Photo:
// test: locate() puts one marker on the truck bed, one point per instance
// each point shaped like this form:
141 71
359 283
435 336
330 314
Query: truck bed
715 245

=-=-=-=-=

**本题任务**
请将上面所有条目原样重抄一遍，一字不改。

**本题作答**
Photo:
// test: locate() puts one marker on the truck bed, one point per instance
// each point shaped like this form:
141 71
359 283
435 336
330 314
Query: truck bed
715 245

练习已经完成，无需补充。